• STUDY TEXT:

++++++++

This workshop will look at adaptation – how novels, plays and short stories become films. We’ll unpick the process of how this is done – from padding out some texts to cutting down others. How film represents the ideas of the text without losing the style of the author. We’ll look in detail at examples including Who’s Afraid of Virginia Woolf?, Jane Eyre, and Les Liaisons Dangereuses, before having a go ourselves at adapting a text from novel to screenplay.
Join Leah Cowan, Nina Dahmani and Kuba Shand-Baptiste, three inspiring writers from the award-winning magazine gal-dem, created by a group of women and non-binary people of colour to address inequality and misrepresentation in the media by creating a space for everyone to enjoy. They will talk about their debut book for teens I Will Not Be Erased: Our Stories About Growing Up As People of Colour and how their game-changing collective began. Come and join this talented group for a witty and insightful chat about growing up, politics, race, mental health, love, activism and anything in between.
Chris Ryan, ex-SAS hero turned author, introduces his brand new action packed series Special Forces Cadets, which is inspired by his fascinating real-life army experiences. A top-secret government programme needs a crack team of undercover military operators. They must have awesome levels of determination, endurance and fitness. And in order to operate in circumstances where adult forces would be compromised, the recruits must be under sixteen. Only a few are tough enough and smart enough to make it… And once out in the field, they will require all their skills just to stay alive.
Join four Authors4Oceans writers to discover how you can save species large and small, on shore and off. Authors Lauren St John, Nicola Davies, Jasbinder Bilan and illustrator Yuval Zommer combine their passion for wildlife and its conservation with their writing and illustrating. They will discuss how that comes together in their books, including Kat Wolfe Takes the Case, When the Whales Walked, Asha and the Spirit Bird and The Big Book of the Blue.
Polly, Annie, Elizabeth, Catherine and Mary-Jane are famous for the same thing, though they never met. They came from Fleet Street, Knightsbridge, Wolverhampton, Sweden and Wales. They wrote ballads, ran coffee houses, lived on country estates, they breathed ink-dust from printing presses and escaped people-traffickers. What they had in common was the year of their murders: 1888. Their murderer was never identified, but the name created for him by the press has become far more famous than any of these five women. Now, in her devastating narrative of five lives, historian Rubenhold finally sets the record straight, and gives these women back their stories. Chaired by the historical thriller writer SJ Parris.
Climate change is an unprecedented global emergency. Successive governments have failed to put in place the legislation and processes necessary to provide for a sustainable future. To survive, it’s going to take everything we’ve got to spark and sustain a spirit of creative rebellion, which will enable much-needed changes in our political, economic and social landscape. Award-winning artist Gavin Turk and international environmental lawyer Farhana Yamin talk to environmental entrepreneur Ed Gillespie.
In an age of misinformation and pseudo-science, the world is getting fatter and the diet makers are getting richer. So how do we break this cycle that’s killing us all? Drawing on the very latest science and his own genetic research at Cambridge University, Yeo has written the seminal ‘anti-diet’ diet book. Exploring the history of our food, debunking marketing nonsense and toxic diet advice and confronting the advocates of ‘clean eating’, he translates his pioneering research into an engaging study of human appetite. Chaired by dietitian Ceris Devereux.

++++++++

• EXERCISE DATA:
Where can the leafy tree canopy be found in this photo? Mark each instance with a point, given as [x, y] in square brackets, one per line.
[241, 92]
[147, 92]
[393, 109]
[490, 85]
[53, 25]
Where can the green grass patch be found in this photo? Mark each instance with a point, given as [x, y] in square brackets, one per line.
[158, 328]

++++++++

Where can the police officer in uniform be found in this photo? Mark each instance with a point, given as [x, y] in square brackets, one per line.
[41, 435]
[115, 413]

++++++++

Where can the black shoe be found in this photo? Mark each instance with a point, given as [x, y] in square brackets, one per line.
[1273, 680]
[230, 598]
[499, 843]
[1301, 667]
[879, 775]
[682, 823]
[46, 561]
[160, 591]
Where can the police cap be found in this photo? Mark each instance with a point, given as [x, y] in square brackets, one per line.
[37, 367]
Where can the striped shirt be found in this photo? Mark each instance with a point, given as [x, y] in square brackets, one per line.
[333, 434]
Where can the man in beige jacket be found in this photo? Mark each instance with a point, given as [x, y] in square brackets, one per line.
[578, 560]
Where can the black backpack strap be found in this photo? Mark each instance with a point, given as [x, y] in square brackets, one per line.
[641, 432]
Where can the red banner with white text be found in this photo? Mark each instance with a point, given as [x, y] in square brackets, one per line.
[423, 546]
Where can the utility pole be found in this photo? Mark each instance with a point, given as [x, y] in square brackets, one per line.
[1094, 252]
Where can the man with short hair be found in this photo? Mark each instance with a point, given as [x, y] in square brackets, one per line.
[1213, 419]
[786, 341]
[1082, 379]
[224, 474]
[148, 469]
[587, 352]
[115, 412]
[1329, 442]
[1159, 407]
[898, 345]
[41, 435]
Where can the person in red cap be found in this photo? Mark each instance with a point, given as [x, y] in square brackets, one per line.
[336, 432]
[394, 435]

++++++++

• TASK 1: Check each statement against the event listings and answer yes or no, quoting the words that decide it: (a) The gal-dem writers' debut book is written for teens. (b) The adaptation workshop ends with participants adapting a text from novel to screenplay. (c) The person who murdered the five women in 1888 was identified.
• TASK 2: In the event listings, who chairs the session on Yeo's "anti-diet" diet book?
You can work from the event listings alone and leave the records aside.

• WRITTEN SOLUTION 1:
(a) Yes: "their debut book for teens I Will Not Be Erased"
(b) Yes: "before having a go ourselves at adapting a text from novel to screenplay"
(c) No: "Their murderer was never identified"

• WRITTEN SOLUTION 2: Dietitian Ceris Devereux.